Supplied data>
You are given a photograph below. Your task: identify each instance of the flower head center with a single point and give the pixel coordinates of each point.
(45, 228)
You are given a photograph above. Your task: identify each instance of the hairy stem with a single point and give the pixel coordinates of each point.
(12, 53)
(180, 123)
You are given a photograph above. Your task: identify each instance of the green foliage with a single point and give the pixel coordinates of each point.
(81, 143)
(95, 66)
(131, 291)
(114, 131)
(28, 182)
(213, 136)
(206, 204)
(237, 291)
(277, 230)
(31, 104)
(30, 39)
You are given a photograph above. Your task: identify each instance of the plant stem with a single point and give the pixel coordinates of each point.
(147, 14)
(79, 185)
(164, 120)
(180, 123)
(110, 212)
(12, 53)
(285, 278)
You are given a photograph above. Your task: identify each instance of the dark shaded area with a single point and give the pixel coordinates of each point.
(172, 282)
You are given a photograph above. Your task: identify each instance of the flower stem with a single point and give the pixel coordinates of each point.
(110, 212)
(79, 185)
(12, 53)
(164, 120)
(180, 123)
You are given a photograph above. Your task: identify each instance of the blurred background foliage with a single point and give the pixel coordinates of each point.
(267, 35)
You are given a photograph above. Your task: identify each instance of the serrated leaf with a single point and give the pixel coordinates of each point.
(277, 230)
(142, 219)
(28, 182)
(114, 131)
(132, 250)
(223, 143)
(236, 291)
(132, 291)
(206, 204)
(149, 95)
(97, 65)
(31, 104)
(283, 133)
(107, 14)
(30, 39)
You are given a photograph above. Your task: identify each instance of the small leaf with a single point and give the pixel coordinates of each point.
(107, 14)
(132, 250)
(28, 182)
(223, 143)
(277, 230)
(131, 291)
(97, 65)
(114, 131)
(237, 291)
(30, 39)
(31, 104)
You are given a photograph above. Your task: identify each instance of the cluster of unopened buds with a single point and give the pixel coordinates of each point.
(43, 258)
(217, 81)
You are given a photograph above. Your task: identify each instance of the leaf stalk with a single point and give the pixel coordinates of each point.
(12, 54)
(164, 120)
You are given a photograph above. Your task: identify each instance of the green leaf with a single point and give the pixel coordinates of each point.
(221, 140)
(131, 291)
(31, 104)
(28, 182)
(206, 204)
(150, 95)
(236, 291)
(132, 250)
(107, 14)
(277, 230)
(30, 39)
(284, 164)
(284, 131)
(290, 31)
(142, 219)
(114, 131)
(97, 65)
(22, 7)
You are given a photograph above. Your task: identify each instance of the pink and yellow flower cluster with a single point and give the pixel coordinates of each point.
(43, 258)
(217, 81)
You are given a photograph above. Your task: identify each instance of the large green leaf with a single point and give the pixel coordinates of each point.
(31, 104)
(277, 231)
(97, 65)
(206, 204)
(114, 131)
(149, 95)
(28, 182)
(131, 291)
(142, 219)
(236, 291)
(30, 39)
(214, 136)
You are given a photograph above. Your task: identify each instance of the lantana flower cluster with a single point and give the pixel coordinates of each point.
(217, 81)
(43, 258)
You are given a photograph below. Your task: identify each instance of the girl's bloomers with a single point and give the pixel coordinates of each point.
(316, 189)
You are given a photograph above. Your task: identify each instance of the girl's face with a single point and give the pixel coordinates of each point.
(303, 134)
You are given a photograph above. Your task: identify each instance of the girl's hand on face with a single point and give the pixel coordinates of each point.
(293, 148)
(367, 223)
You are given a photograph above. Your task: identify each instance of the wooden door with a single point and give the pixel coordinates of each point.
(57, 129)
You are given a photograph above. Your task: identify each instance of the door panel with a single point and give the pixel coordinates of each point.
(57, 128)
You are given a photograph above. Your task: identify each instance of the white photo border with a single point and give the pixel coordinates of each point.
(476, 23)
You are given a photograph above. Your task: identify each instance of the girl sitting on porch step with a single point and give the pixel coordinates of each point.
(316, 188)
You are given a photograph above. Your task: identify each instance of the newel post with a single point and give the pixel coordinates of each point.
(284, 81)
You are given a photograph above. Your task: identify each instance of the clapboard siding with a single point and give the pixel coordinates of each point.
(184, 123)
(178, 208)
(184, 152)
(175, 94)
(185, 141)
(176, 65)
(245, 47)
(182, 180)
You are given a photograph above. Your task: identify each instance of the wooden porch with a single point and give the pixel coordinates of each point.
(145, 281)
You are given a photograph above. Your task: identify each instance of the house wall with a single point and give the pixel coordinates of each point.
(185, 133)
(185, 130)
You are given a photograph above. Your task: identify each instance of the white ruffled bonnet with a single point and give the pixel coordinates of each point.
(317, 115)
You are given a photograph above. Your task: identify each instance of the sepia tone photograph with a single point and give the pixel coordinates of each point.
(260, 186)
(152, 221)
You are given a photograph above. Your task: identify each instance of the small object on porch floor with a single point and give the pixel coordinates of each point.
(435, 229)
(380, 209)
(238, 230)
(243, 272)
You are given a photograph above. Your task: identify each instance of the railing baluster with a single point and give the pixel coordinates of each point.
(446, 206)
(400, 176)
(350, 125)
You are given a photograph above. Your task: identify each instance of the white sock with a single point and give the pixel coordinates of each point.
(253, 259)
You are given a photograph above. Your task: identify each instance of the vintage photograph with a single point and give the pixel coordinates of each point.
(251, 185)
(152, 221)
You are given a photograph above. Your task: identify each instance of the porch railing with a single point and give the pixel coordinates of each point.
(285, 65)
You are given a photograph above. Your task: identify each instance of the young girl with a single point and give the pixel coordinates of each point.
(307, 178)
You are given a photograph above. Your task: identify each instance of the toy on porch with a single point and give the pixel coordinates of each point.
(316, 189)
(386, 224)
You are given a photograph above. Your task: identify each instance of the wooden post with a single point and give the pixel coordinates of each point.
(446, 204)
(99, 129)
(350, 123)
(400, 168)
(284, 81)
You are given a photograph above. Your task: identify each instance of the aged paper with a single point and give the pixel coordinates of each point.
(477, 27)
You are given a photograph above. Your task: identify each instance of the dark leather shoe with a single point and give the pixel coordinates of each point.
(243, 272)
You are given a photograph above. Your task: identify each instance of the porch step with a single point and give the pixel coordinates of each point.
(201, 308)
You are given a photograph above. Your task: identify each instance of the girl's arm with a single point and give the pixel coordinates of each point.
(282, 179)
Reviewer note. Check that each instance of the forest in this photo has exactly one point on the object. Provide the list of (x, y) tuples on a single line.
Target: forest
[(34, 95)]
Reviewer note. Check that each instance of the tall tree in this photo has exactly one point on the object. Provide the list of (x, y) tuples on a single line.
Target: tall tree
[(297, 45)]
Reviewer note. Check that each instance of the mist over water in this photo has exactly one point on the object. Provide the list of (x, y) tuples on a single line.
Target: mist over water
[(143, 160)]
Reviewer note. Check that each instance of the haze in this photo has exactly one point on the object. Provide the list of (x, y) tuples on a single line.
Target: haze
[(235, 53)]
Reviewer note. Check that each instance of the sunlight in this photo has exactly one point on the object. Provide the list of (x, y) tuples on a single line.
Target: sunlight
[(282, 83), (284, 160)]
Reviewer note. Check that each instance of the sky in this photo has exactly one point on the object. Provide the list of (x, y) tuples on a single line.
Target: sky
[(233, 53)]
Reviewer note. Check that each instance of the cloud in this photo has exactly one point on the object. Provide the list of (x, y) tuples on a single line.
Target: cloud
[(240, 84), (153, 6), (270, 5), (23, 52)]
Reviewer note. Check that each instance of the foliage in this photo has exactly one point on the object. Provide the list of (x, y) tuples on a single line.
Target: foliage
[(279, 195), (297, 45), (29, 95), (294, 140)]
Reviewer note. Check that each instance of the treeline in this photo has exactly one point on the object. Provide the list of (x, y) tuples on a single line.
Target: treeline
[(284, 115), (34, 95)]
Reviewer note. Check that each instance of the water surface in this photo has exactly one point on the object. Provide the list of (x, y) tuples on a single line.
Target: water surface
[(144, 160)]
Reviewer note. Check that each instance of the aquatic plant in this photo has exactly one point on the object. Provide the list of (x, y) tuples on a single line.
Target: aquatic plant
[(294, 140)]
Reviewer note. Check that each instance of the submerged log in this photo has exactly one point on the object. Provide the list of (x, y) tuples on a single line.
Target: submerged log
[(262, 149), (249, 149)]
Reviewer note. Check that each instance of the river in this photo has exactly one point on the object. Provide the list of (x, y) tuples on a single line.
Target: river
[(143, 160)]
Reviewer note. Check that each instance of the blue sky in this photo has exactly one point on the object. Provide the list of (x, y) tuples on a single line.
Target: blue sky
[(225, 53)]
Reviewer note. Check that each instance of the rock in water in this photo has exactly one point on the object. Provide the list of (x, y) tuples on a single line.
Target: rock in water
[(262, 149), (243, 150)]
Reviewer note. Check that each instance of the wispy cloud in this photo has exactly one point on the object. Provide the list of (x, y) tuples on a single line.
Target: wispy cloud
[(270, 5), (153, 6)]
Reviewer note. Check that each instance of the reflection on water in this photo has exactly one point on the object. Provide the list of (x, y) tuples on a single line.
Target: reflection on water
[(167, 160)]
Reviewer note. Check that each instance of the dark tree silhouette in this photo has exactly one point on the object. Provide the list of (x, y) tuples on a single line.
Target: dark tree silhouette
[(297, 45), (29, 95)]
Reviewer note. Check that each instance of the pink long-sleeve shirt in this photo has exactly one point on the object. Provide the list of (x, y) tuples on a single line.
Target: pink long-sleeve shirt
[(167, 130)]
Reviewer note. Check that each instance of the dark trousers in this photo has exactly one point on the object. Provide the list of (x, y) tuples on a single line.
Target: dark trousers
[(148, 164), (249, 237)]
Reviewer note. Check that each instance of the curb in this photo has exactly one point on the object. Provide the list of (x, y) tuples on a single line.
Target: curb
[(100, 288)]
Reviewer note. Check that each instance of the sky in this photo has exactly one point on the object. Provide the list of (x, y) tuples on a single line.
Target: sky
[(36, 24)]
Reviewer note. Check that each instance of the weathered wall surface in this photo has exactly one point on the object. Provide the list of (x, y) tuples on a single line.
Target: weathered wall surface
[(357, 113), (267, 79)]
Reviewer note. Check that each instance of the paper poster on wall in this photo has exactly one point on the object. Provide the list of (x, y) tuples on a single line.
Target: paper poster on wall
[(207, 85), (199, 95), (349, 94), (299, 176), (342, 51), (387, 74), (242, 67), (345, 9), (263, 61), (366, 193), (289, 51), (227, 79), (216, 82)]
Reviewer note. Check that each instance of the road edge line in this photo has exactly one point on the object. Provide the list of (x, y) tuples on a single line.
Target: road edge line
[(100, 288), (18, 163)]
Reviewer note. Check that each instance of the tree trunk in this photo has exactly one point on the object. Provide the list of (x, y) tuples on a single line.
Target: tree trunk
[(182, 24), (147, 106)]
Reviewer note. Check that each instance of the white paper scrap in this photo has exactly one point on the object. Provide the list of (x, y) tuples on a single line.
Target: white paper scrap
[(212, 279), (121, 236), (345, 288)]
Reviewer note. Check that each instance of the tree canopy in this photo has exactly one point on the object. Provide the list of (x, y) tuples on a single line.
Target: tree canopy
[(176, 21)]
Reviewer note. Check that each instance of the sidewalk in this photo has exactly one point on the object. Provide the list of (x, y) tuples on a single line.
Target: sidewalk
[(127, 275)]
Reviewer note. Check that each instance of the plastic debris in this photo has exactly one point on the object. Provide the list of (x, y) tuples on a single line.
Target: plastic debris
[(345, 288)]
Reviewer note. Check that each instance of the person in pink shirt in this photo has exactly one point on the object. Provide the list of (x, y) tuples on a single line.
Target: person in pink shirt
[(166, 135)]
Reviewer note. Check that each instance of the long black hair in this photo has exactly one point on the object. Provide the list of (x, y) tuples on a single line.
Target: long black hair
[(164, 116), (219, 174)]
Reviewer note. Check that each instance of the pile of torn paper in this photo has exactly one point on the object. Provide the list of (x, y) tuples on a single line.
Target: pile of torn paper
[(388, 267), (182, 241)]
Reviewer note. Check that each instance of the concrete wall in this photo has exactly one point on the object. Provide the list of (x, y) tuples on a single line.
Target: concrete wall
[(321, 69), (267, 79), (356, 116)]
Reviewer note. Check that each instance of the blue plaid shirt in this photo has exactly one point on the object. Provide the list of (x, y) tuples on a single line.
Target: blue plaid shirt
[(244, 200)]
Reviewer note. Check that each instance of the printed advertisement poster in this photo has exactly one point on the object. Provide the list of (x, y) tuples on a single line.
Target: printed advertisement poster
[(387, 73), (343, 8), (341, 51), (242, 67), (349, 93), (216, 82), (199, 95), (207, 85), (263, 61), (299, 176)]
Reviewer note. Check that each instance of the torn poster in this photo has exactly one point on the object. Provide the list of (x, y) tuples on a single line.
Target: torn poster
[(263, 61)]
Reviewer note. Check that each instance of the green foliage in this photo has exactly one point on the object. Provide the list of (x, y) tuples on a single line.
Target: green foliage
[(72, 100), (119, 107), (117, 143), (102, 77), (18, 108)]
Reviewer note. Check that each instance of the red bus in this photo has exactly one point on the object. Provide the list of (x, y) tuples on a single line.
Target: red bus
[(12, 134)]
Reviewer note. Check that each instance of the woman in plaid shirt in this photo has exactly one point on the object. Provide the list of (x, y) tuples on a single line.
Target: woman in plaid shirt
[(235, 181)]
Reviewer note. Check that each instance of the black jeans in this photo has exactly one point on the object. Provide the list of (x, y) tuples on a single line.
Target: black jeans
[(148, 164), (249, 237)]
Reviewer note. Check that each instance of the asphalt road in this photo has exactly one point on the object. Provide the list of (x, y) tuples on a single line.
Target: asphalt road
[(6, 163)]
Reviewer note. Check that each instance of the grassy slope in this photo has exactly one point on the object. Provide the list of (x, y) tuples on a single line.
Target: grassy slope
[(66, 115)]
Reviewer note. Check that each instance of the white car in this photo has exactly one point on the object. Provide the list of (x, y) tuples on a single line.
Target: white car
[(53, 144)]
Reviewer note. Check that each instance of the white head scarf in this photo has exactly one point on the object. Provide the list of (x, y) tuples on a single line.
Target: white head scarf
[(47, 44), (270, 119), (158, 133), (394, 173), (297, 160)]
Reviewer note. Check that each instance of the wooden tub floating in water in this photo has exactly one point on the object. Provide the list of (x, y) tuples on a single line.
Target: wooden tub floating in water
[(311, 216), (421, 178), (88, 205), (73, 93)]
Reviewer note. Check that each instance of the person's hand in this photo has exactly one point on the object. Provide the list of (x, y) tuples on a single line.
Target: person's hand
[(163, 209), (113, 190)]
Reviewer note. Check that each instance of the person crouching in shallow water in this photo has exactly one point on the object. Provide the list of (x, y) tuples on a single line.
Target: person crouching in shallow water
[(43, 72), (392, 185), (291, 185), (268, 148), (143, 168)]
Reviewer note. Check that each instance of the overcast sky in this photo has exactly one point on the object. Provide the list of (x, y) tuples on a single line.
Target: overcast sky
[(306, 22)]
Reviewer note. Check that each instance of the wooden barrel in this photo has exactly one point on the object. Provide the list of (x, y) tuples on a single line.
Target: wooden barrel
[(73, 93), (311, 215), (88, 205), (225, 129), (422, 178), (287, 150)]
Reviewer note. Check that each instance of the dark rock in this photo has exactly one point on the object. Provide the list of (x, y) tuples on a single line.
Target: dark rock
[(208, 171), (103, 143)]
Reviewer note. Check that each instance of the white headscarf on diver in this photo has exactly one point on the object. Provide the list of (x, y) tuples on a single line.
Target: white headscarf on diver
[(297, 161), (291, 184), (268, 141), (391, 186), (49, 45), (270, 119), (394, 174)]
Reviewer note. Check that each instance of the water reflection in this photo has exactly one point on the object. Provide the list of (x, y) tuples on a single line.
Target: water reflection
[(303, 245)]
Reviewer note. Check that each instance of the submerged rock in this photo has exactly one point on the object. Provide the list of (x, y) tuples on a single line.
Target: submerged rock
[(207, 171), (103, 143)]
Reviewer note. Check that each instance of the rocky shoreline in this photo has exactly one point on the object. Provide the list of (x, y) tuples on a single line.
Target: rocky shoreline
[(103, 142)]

About this exercise>
The response is the exact set of lines from the one holding "Reviewer note. Check that each instance of the person's" through the last line of the material.

Problem solution>
Reviewer note. Check that each instance of the person's hand in this photo has exactly one point on the object. Provide the list of (x, y) tuples on a single line.
Target: person's hand
[(163, 209), (113, 190)]
Reviewer note. Check that each instance of the person crouching in shallow water in this photo has exactly one point on the object. Provide the list of (x, y) tuples on a single line.
Target: person crouching in shallow water
[(43, 72), (392, 185), (291, 185), (268, 148), (143, 168)]
Reviewer note. Check that each instance of the overcast sky in this photo has exactly one point on the object. Provide the list of (x, y) tuples on a single line.
Target: overcast sky
[(306, 22)]
Reviewer note. Check that each instance of the wooden barrel in this photo has exactly one point on the object. Provide the list of (x, y) tuples on a single line.
Target: wooden barrel
[(73, 93), (311, 215), (88, 205), (225, 129), (422, 178), (287, 150)]
Reviewer note. Check that each instance of the dark rock in this photo has exactly one point on the object. Provide the list of (x, y) tuples on a single line.
Target: dark rock
[(208, 171), (103, 143)]
Reviewer note. Check that each instance of the white headscarf on diver in this photo has exactly one point on the object. Provide the list of (x, y) tuples on a single line.
Target: white headscarf on diver
[(297, 161), (291, 184), (268, 141), (391, 186), (49, 45), (270, 119), (394, 174)]
Reviewer note. Check that each instance of the water reflection in this photo has exactly one point on the object. Provide the list of (x, y) tuples on a single line.
Target: water reflection
[(303, 245)]
Reviewer note. Check that each instance of the submerged rock in this photo has exactly one point on the object. Provide the list of (x, y) tuples on a single line.
Target: submerged rock
[(207, 171), (103, 143)]
Reviewer note. Check that each instance of the rocky shoreline in this photo has exactly one point on the object. Provide the list of (x, y) tuples on a single line.
Target: rocky shoreline
[(103, 142)]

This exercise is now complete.